## TÂCHE DONNÉE A
D'après le texte cité, que fait un capteur selon Julian Bleecker ?
## TÂCHE DONNÉE B
Pour chacune des affirmations suivantes, indiquez par oui ou par non si elle concorde avec le texte cité, en citant les mots décisifs : (i) le « Manifeste pour les objets en réseau » de Julian Bleecker date de 2006 ; (ii) la conférence Lift se tiendra à Paris ; (iii) les blogjets sont présentés comme devenant intelligents.
## TÂCHE DONNÉE C
Rédigez la suite du texte cité sur l’internet des objets, à partir de sa dernière phrase.

## TEXTE CITÉ
Il n’existe pas aujourd’hui d' »internet des objets », mais tout au plus une connexion en silos d’objets conçus et régis selon les règles les plus classiques de l’économie industrielle. La connectivité des objets et des espaces pourrait même signer la fin de la « parenthèse internet », celle d’un réseau sans tête, sans finalité et totalement ouvert. Ce serait sans compter sur ceux qui, venant du monde numérique ou du design, s’activent dans le sens contraire : celui de doter le monde physique de certaines des propriétés de plasticité et d’ouverture qui caractérisent le monde numérique. D’internetiser l’industrie, alors que celle-ci rêverait d’industrialiser l’internet….
Troisième et dernière partie d’une série de trois articles sur la perspective de « l’internet des objets » – lire la 1re partie et la seconde. Un thème qui sera au cœur de la conférence Lift, qui se tiendra à Marseille les 18, 19 et 20 juin prochains.
Ca commence comme une conversation
Que fait donc un capteur, se demande en substance l’enseignant et designer Julian Bleecker dans son « Manifeste pour les objets en réseau » (2006) ? Il recueille des informations et les transmet sous la forme d’un flux signé et horodaté. Rien de plus semblable à un blog, au fond. Imaginons alors que ce flux devienne accessible à tous – logiquement, au format RSS grâce auquel tous les blogs (et un nombre croissant d’autres publications du web) se rendent accessibles. Toutes sortes de personnes (et de machines) pourront alors s’abonner à ce flux, et à d’autres, puis croiser ces données, produire des calculs et des cartes, republier des données travaillées…
Sans pour autant devenir « intelligents », ces « blogjets » (objets qui bloguent) s’imposent alors comme des participants à part entière de la conversation et de la coproduction qui caractérisent le web d’aujourd’hui : « Comme les blogueurs humains, les blogjets deviennent des sources essentielles de sujets de conversation – en démarrant et en alimentant des conversations portant sur des sujets qui comptent. Le fait que leur contribution à cette discussion prenne la forme d’une simple série de données publiée sur le réseau a peu d’importance. Un blogjet peut démarrer une conversation à partir de quelque chose d’aussi simple qu’une mesure de la pollution des nappes phréatiques. »

## ENTRÉES FOURNIES

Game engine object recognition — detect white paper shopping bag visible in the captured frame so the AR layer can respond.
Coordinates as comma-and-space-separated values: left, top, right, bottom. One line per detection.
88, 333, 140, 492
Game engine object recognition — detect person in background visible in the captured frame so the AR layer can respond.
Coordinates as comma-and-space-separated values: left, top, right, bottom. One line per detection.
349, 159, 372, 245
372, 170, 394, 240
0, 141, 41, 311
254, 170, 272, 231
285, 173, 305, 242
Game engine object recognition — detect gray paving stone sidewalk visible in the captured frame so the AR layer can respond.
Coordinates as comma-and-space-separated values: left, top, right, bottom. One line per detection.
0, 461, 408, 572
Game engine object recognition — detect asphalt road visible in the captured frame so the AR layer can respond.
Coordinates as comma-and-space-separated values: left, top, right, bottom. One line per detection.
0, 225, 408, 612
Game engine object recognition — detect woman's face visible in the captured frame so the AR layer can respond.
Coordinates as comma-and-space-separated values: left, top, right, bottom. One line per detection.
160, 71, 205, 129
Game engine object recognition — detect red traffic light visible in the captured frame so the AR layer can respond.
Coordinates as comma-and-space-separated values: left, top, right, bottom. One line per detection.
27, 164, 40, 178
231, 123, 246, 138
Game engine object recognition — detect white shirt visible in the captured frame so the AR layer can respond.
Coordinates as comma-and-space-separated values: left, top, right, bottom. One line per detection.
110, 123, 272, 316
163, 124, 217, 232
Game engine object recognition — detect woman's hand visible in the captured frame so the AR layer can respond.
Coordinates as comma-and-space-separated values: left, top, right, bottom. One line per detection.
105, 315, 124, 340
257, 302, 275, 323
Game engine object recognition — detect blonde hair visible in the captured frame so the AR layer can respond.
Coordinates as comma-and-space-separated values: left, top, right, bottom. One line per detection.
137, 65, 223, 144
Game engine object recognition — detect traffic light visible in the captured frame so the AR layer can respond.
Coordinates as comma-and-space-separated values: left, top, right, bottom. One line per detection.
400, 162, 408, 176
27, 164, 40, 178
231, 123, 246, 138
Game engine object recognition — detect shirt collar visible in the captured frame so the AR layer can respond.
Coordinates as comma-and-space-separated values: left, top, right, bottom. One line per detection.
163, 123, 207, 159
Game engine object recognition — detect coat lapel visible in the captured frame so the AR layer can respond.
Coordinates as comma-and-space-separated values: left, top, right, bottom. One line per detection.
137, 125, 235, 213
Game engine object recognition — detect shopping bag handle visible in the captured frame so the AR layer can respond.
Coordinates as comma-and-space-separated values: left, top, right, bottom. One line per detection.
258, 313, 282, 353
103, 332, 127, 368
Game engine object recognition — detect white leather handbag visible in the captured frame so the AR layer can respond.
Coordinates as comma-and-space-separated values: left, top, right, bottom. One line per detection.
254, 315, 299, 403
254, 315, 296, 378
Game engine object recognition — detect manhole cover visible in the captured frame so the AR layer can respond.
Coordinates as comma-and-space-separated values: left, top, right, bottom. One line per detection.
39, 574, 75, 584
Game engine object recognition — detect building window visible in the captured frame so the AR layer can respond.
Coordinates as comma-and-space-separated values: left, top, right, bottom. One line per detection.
* * *
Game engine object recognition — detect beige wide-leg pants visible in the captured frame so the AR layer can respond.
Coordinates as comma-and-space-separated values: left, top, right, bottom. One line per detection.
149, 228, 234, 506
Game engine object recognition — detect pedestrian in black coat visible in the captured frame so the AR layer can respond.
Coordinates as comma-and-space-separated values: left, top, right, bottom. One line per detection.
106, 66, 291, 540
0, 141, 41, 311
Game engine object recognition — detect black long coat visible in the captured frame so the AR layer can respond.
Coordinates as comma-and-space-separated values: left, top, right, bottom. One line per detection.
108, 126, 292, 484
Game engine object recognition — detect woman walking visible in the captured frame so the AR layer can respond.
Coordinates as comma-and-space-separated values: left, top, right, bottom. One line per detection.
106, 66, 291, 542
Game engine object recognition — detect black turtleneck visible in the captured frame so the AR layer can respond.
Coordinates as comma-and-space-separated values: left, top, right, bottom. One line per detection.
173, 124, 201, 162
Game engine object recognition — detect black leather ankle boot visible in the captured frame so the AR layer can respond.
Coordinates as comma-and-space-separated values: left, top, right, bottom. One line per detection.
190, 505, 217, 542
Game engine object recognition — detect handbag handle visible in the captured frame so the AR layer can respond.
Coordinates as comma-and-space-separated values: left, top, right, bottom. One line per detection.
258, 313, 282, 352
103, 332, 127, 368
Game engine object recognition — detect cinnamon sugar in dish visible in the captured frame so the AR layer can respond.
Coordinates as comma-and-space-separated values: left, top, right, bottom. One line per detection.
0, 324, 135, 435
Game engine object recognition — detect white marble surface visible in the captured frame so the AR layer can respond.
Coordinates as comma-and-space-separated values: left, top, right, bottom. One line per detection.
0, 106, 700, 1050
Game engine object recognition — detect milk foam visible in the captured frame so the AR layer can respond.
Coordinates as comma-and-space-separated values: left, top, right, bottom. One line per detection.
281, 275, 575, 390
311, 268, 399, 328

## RÉSULTAT PRODUIT A
Il recueille des informations et les transmet sous la forme d’un flux signé et horodaté.

## RÉSULTAT PRODUIT B
(i) Oui : « son « Manifeste pour les objets en réseau » (2006) ».
(ii) Non : « qui se tiendra à Marseille les 18, 19 et 20 juin prochains ».
(iii) Non : « Sans pour autant devenir « intelligents » ».

## RÉSULTAT PRODUIT C
Matière à réflexions
Il ne faut donc pas grand-chose pour franchir cette première étape : juste partager les données que captent les objets et les rendre exploitables par d’autres. Mais ce petit pas peut avoir de grandes conséquences : « les objets, une fois connectés à l’internet, deviendront des agents qui fourniront matière à réflexion, qui parleront des choses d’un point de vue nouveau et apporteront une perspective ‘objetesque’ sur les questions sociales, culturelles et politiques, tant au niveau individuel qu’au plan général. » D’une manière moins emphatique, on imagine le miel qu’un grand nombre d’entrepreneurs, d’innovateurs, de chercheurs, d’activistes et de décideurs publics pourrait faire d’une telle richesse d’information brute, directement extraite du monde tel qu’il va.
Un autre designer, Usman Haque, a d’ailleurs décidé de les y aider. Il a créé Pachube, un service web destiné à recevoir, indexer, rendre accessible et surtout, exploiter les données produites pas les capteurs disséminés dans le monde entier. Une sorte de grand agrégateurs de « blogjets », doublé d’un langage de description et de programmation destiné à faciliter la production d’applications qui croiseraient ces données.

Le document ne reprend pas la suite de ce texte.